> [SUPPLIED ENTRIES]
-- -- --
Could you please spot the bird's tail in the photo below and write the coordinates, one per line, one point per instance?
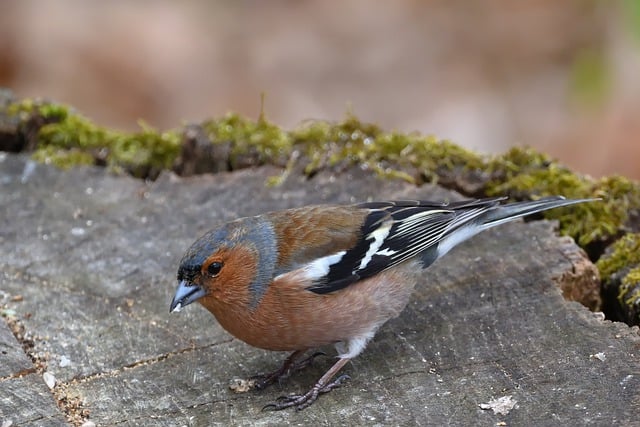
(505, 213)
(467, 226)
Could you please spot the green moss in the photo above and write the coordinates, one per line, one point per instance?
(390, 154)
(623, 254)
(64, 159)
(525, 172)
(66, 138)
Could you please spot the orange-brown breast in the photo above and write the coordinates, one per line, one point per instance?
(292, 318)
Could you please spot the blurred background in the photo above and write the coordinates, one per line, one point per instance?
(561, 76)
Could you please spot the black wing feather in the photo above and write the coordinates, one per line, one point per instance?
(415, 226)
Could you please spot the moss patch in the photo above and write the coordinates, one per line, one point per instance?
(66, 138)
(620, 269)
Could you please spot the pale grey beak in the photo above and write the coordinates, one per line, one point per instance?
(186, 293)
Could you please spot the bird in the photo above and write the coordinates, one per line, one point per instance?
(302, 278)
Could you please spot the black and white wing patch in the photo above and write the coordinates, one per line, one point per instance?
(392, 233)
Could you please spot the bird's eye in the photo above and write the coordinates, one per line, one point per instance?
(214, 268)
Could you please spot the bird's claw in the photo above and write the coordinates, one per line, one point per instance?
(289, 366)
(302, 401)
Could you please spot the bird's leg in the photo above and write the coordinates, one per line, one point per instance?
(290, 365)
(324, 385)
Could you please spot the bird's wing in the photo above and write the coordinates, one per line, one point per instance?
(391, 233)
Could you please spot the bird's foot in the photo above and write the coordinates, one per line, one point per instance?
(289, 366)
(302, 401)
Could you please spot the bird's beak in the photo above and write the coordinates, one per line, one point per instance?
(186, 294)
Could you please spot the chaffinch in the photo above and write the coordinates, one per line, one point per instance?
(301, 278)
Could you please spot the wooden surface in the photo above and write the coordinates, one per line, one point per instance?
(88, 265)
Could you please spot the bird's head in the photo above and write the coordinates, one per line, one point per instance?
(233, 264)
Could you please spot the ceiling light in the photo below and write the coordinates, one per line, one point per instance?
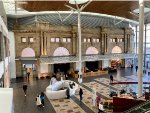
(78, 1)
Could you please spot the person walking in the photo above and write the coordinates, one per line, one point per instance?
(98, 99)
(80, 93)
(42, 97)
(38, 101)
(25, 89)
(101, 108)
(28, 74)
(68, 93)
(111, 79)
(131, 66)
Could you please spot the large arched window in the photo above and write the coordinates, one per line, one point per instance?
(28, 52)
(116, 49)
(61, 51)
(91, 50)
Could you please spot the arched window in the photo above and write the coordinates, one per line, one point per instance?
(28, 52)
(91, 50)
(116, 49)
(61, 51)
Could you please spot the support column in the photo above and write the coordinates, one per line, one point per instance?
(3, 56)
(74, 43)
(125, 41)
(79, 36)
(140, 51)
(145, 48)
(45, 44)
(42, 52)
(104, 44)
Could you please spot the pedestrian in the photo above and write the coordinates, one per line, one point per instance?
(80, 93)
(131, 66)
(38, 101)
(98, 99)
(136, 67)
(25, 89)
(111, 78)
(101, 108)
(28, 74)
(42, 97)
(68, 93)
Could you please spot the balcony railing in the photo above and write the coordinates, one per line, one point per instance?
(65, 59)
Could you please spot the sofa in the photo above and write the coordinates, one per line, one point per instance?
(58, 90)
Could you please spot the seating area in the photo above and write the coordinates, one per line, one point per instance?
(58, 89)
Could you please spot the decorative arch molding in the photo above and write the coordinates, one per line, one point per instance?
(116, 49)
(28, 52)
(91, 50)
(61, 51)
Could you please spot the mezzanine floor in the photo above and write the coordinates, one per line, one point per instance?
(26, 104)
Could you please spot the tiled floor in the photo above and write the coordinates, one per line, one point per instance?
(27, 104)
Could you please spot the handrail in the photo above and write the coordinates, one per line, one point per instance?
(138, 106)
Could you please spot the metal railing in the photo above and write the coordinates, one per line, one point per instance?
(139, 108)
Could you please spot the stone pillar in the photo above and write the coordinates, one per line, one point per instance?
(140, 50)
(41, 36)
(105, 63)
(45, 43)
(74, 43)
(125, 42)
(102, 44)
(129, 43)
(12, 55)
(18, 68)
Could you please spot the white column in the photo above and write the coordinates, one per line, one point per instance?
(12, 54)
(79, 36)
(140, 54)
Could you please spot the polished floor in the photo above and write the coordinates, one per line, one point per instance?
(27, 104)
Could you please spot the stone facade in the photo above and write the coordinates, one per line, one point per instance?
(47, 38)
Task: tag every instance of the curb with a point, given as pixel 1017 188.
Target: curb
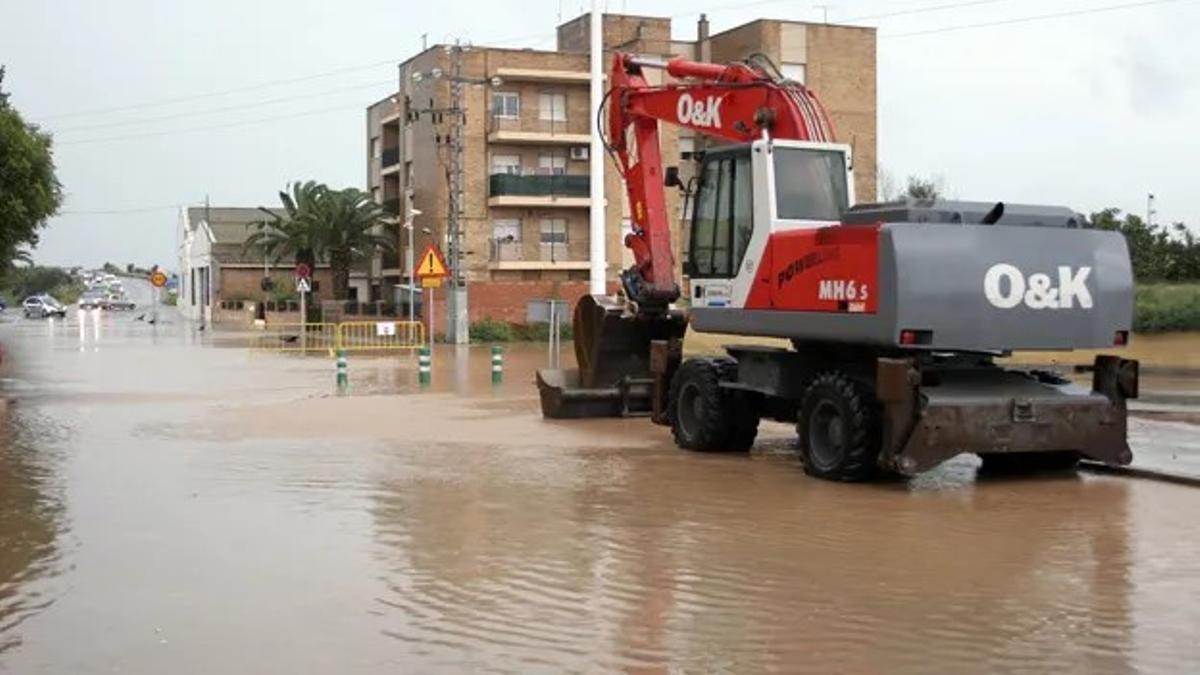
-- -- --
Would you give the entries above again verbatim, omitting the images they contain?

> [TASK RESULT]
Could you please spot the bird's tail in the photo below and write the coordinates, one per line, one point per instance?
(505, 213)
(467, 226)
Could you please spot the green moss in the photo above and write the coordinates, one per line, one point per instance?
(390, 154)
(623, 254)
(64, 159)
(525, 172)
(66, 138)
Could you please spot the orange-brown breast in the photo above and write the coordinates, one per line, one point per instance?
(292, 318)
Could you please spot the blurred background in the photo above and write the coordinates, one per line, one point per instance?
(561, 76)
Could you please spot the black wing feather in the photo above and write the coordinates, one per line, one point per instance?
(415, 226)
Could you please spot the moss patch in the photo above and write the coordinates, one per line, one point per instance?
(66, 138)
(620, 269)
Could you please spot the pale grey beak in the photo above and write the coordinates, one per line, one point per instance?
(186, 293)
Could you please spot the bird in the photo above and write the coordinates, one per line, one point per instance?
(302, 278)
Could you please spot the black and white wing patch in the photo above and write the coordinates, one per line, one point per instance?
(392, 233)
Could you please spot the bird's eye in the photo above and write the coordinates, one per line, one point per instance?
(214, 268)
Could you please spot the bird's claw in the photo above and write the coordinates, one per line, one point per instance?
(289, 366)
(302, 401)
Could you please spot the bird's leg in the photo above and write the coordinates, one per line, one point per instance?
(290, 365)
(324, 385)
Could you please spot the bird's wing in the photo above and write the coordinates, one per line, one point per instance?
(391, 233)
Could you please spot the bird's foot in the photo above and write the coordinates, one per line, one point per instance?
(289, 366)
(302, 401)
Could you please spot the bird's beak in the photo above and write the coordinates, one per line, one point per instance?
(186, 294)
Could you please spot the chaffinch in the photo above and write the coordinates, one per line, one point per instance?
(301, 278)
Could you please spot the wooden surface in the photo above and write the coordinates, one per line, one point per instance?
(88, 265)
Could you please spot the bird's head in the photo above and write the coordinates, one per line, one point per instance?
(233, 264)
Could you please spot the ceiling light in the photo below and write the coordinates, one per line, one point per instance?
(78, 1)
Could you please spot the person walking in the photo above and write the coordinates, one per line, one point per instance?
(98, 99)
(80, 93)
(42, 97)
(38, 101)
(25, 89)
(101, 108)
(28, 74)
(68, 93)
(111, 79)
(131, 66)
Could you please spot the large arched window in the photo above and write the coordinates, one per line, one point per instance?
(28, 52)
(116, 49)
(61, 51)
(91, 50)
Could you please spot the arched window in the photo above and write the coordinates, one per line, one point per instance?
(28, 52)
(91, 50)
(116, 49)
(61, 51)
Could you please spot the support column in the photo above and write the coordinates, one per line, one point per instance?
(3, 56)
(74, 43)
(125, 41)
(79, 36)
(140, 51)
(145, 48)
(45, 44)
(42, 52)
(104, 44)
Could you please spot the pedestrian in the photo above and write the coordinates, one per line, one point per instance?
(80, 93)
(131, 66)
(38, 101)
(98, 99)
(136, 67)
(25, 89)
(111, 78)
(101, 108)
(28, 74)
(42, 97)
(68, 93)
Could you please spot the balcony railing in the photo above and write the coordinates, one per line, one point per instance?
(65, 59)
Could you please spot the sofa in the photo above and write the coordinates, one per line, one point per instance?
(58, 90)
Could you please spot the seating area in the photo above and write the coordinates, one per line, one point per instance?
(58, 89)
Could you please spot the decorative arch molding in the photo above and write the coordinates, one per line, one point per instance?
(116, 49)
(28, 52)
(91, 50)
(61, 51)
Could you please spot the mezzanine floor in the photo above and write the coordinates, one per line, one point per instance?
(26, 104)
Could you please spot the tiled floor in the photo above and write the coordinates, one per line, one point per instance?
(27, 104)
Could you please spot the handrail in the photo above and write the coordinates, one per line, one point per instance?
(138, 106)
Could you please spot the metal railing in the photo above and write the coordinates, one per line, one point per instance?
(139, 108)
Could you please spot the stone pillar in the photo above and write the coordinates, one per line, one point per instance?
(140, 50)
(41, 36)
(105, 63)
(45, 43)
(74, 43)
(125, 42)
(102, 44)
(129, 43)
(12, 55)
(18, 68)
Could you please spot the white column in the photo above and write the coordinates, one per line, one point per instance?
(12, 54)
(79, 36)
(140, 54)
Could you please spot the polished floor in the photo above and write the coordinates, one per line, one point per instance?
(27, 104)
Could you please spot the stone facade in the photo above and write the coordinates, one per line, one point per instance?
(47, 38)
Task: tag every instance of the curb with a point, given as pixel 1017 188.
Target: curb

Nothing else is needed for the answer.